(Items listed in a dataset)
☆ ☆ ☆ ☆ ☆ ☆ ☆

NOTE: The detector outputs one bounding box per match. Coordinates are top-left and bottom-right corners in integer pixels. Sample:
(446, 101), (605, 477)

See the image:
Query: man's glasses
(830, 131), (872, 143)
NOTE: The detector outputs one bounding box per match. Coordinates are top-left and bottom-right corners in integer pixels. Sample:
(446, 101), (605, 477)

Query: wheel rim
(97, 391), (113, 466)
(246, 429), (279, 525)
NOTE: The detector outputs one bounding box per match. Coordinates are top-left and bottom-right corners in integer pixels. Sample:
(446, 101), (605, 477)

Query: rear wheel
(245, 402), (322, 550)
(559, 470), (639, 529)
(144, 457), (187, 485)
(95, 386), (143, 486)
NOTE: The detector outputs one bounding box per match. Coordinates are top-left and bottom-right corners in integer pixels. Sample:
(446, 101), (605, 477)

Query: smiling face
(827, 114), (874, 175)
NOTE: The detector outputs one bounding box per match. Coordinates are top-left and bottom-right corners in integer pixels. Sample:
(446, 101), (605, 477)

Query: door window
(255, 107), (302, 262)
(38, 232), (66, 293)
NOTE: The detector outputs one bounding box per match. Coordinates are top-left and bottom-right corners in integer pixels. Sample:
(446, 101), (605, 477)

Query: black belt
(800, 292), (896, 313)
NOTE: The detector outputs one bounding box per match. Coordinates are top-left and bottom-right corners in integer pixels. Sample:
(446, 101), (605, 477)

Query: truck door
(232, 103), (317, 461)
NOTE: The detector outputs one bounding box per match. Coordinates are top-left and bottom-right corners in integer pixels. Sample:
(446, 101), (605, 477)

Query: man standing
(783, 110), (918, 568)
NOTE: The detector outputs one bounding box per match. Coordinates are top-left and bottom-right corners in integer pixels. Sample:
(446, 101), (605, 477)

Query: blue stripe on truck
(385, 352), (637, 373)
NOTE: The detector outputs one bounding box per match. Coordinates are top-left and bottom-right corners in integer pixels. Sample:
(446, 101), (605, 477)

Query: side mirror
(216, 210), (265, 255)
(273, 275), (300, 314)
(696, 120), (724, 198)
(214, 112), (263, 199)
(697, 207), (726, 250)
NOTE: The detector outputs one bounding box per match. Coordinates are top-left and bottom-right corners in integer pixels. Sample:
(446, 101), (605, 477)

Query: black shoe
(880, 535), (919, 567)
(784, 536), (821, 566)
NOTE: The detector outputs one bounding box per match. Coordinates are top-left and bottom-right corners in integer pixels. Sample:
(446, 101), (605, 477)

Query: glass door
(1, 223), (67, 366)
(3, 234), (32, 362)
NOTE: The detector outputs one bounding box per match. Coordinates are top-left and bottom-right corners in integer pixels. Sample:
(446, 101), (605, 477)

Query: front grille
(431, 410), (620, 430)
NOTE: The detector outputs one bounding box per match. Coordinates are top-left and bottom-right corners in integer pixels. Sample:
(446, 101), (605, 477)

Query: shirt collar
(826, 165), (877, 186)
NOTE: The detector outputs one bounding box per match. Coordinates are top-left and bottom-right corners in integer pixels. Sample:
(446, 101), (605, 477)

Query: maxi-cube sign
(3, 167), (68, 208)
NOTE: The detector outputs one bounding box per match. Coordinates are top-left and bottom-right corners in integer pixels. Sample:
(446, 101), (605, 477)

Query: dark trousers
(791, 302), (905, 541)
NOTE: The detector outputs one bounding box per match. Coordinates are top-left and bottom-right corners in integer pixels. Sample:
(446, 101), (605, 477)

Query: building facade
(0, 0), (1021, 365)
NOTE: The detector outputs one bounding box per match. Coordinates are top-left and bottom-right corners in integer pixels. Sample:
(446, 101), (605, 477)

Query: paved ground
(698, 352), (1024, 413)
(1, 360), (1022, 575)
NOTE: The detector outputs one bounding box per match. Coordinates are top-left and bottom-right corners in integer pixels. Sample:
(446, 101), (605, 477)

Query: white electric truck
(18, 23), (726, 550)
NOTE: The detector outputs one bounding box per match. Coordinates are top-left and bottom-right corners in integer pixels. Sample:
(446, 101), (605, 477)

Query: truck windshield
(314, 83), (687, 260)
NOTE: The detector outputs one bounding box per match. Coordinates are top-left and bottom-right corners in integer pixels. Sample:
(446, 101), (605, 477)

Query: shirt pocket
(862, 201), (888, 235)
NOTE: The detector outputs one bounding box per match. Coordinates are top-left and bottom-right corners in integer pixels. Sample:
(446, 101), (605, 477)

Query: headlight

☆ ☆ ☆ ☆ ☆ ☆ ☆

• [Exercise instructions]: Nothing from before the line containing "Query: dark trousers" should appear; copy that line and each one after it through the last line of the entries, exactly.

• [Task answer]:
Query: dark trousers
(791, 302), (905, 541)
NOTE: The detector outputs one bounding box per match. Coordinates are top-left and bottom-right corners in integer pixels. Sample:
(446, 101), (605, 477)

Query: building facade
(0, 0), (1021, 365)
NOTE: The detector outputs one bounding box per match. Coordinates are top-left and bottom-right corners in integer pixels. Sample:
(446, 101), (605, 477)

Query: paved ground
(698, 352), (1024, 413)
(1, 360), (1022, 575)
NOTE: The detector outputs one bounding box per match. Coordinates are top-left and bottom-right corners in integer pixels. Sample:
(446, 101), (605, 477)

Query: white electric truck
(18, 23), (726, 550)
NOTE: The detector outputs one bounding box per match. Coordinates are top-left and bottom-right corners in integer pixels. Sample:
(446, 101), (605, 477)

Query: truck windshield
(314, 83), (687, 260)
NOTE: The detector outputs one bounding box per match. Coordinates are top-left and bottom-right corners in integer pixels. Sample:
(446, 101), (605, 477)

Query: shirt pocket
(862, 201), (888, 235)
NOTE: The detector outputs one bounding box per match. Coordinates are top-left and bottom-right corners in integer pixels. Sample:
(446, 101), (605, 477)

Query: headlight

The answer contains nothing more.